| WRITTEN REQUEST |
Reproduce every one of the items below word for word, keeping them in the same order.

(Records from a data collection)

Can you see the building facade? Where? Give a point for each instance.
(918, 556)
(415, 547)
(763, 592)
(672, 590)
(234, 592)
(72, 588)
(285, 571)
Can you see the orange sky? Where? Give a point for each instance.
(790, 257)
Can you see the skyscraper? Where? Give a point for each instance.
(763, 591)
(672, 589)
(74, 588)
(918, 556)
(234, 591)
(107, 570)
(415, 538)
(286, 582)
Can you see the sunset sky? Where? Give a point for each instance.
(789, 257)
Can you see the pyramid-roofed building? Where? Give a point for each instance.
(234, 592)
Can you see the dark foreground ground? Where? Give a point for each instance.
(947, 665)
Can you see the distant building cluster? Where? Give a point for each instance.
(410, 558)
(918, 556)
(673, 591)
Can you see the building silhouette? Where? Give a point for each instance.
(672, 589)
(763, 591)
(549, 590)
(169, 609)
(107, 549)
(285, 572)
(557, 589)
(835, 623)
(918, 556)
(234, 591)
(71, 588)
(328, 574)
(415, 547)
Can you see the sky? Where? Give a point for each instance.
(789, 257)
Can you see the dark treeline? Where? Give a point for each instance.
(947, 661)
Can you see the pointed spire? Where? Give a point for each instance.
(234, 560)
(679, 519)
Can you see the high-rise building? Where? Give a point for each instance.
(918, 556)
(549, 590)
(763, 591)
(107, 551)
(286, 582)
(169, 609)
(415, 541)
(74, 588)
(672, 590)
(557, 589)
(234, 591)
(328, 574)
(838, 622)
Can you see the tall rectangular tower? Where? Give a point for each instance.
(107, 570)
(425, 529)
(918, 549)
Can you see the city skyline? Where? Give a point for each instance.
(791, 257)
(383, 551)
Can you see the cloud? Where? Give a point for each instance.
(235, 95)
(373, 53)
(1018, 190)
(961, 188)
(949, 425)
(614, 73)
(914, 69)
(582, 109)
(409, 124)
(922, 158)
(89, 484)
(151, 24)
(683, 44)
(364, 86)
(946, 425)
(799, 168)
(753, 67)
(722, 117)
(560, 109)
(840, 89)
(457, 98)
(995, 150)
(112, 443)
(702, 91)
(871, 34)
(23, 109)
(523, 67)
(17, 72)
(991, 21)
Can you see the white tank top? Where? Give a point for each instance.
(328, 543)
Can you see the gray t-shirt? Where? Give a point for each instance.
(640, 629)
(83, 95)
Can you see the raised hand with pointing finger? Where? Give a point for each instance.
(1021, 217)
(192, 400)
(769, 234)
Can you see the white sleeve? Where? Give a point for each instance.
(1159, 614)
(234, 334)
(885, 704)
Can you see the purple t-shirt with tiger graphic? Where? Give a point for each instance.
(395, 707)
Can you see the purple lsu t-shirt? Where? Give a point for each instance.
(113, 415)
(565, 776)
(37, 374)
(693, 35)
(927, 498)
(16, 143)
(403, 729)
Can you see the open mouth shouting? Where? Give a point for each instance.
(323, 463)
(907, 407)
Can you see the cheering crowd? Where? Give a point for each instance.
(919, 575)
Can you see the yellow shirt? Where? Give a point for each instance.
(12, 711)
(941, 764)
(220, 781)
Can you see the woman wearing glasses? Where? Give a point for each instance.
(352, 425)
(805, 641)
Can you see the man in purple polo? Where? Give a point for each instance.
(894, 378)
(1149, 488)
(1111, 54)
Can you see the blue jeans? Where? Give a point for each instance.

| RESULT FOR THIS TASK |
Can you see the building facade? Where? Give a point for each instance.
(918, 556)
(415, 547)
(763, 592)
(672, 590)
(234, 592)
(72, 588)
(285, 571)
Can you see the orange sky? Where? Give a point for each instance.
(790, 257)
Can you see the skyscraper? Where? Give a point for each instance.
(763, 591)
(672, 589)
(74, 588)
(918, 556)
(234, 591)
(107, 570)
(415, 538)
(286, 582)
Can you see the sunset sky? Where? Give a point for each instance.
(789, 257)
Can you see the pyramid-roofed building? Where? Give a point for each instance.
(234, 592)
Can you see the dark foreground ground? Where? Give a point for each instance.
(947, 665)
Can you see the distant building cluster? Where? Give a point for each instance.
(410, 558)
(918, 556)
(673, 591)
Can you see the building silhouette? Where? Give a point for each instance.
(672, 589)
(763, 591)
(549, 590)
(169, 609)
(107, 549)
(285, 572)
(557, 589)
(835, 623)
(918, 556)
(234, 591)
(71, 588)
(328, 574)
(415, 547)
Can you see the sky? Where? Give a point for each instance.
(789, 257)
Can you see the dark treeline? Where? Give a point for each instance.
(947, 661)
Can you see the pointed spire? Where? Give a point for each instance.
(234, 560)
(679, 519)
Can you see the high-rise building? Where? Give a point for each instance.
(918, 556)
(549, 590)
(763, 591)
(107, 551)
(286, 582)
(169, 609)
(415, 541)
(74, 588)
(672, 590)
(557, 589)
(234, 591)
(328, 574)
(838, 622)
Can you see the tall rectangular tower? Where? Give a point for each instance.
(107, 570)
(425, 529)
(918, 549)
Can you see the city skyline? Where? Give a point for each instance.
(791, 257)
(383, 551)
Can you see the cloud? Where? Give a point for each instance.
(235, 95)
(373, 53)
(1018, 190)
(961, 188)
(949, 425)
(614, 73)
(914, 69)
(582, 109)
(409, 124)
(922, 158)
(89, 484)
(151, 24)
(683, 44)
(364, 86)
(946, 425)
(799, 168)
(753, 67)
(722, 117)
(560, 109)
(840, 89)
(457, 98)
(995, 150)
(112, 443)
(702, 91)
(871, 34)
(23, 109)
(523, 67)
(17, 72)
(991, 21)
Can you see the white tank top? Where? Give a point for each instance.
(328, 543)
Can you see the gray t-shirt? Where? Give a point for each instance.
(640, 629)
(83, 95)
Can you see the raised hand with pointing finger? Where? Give a point for each instance.
(1021, 217)
(192, 400)
(769, 234)
Can you see the white sleeve? Where? Give a point for each instance.
(1159, 614)
(234, 334)
(885, 704)
Can you see the purple t-shirt with tiger graphic? Where? Give a point for each instance.
(395, 707)
Can you see the purple lsu t-shirt? Where? Give a point for each instance.
(113, 415)
(565, 776)
(37, 374)
(693, 35)
(927, 498)
(16, 143)
(403, 729)
Can you see the open mouth shouting? Where? Give a point for each instance.
(323, 463)
(907, 407)
Can you see the cheering crowd? Where? Give a point for each instance.
(919, 575)
Can you see the yellow shirt? Where? Give a point for each instance.
(12, 711)
(941, 764)
(220, 781)
Can you see the woman wearing glasses? Where? Give a point for each instance.
(352, 425)
(805, 641)
Can you see the man in purple polo? Where? Give a point for each instance.
(894, 378)
(1149, 488)
(1111, 54)
Can you see the blue jeans? Where? Give a point for each instance.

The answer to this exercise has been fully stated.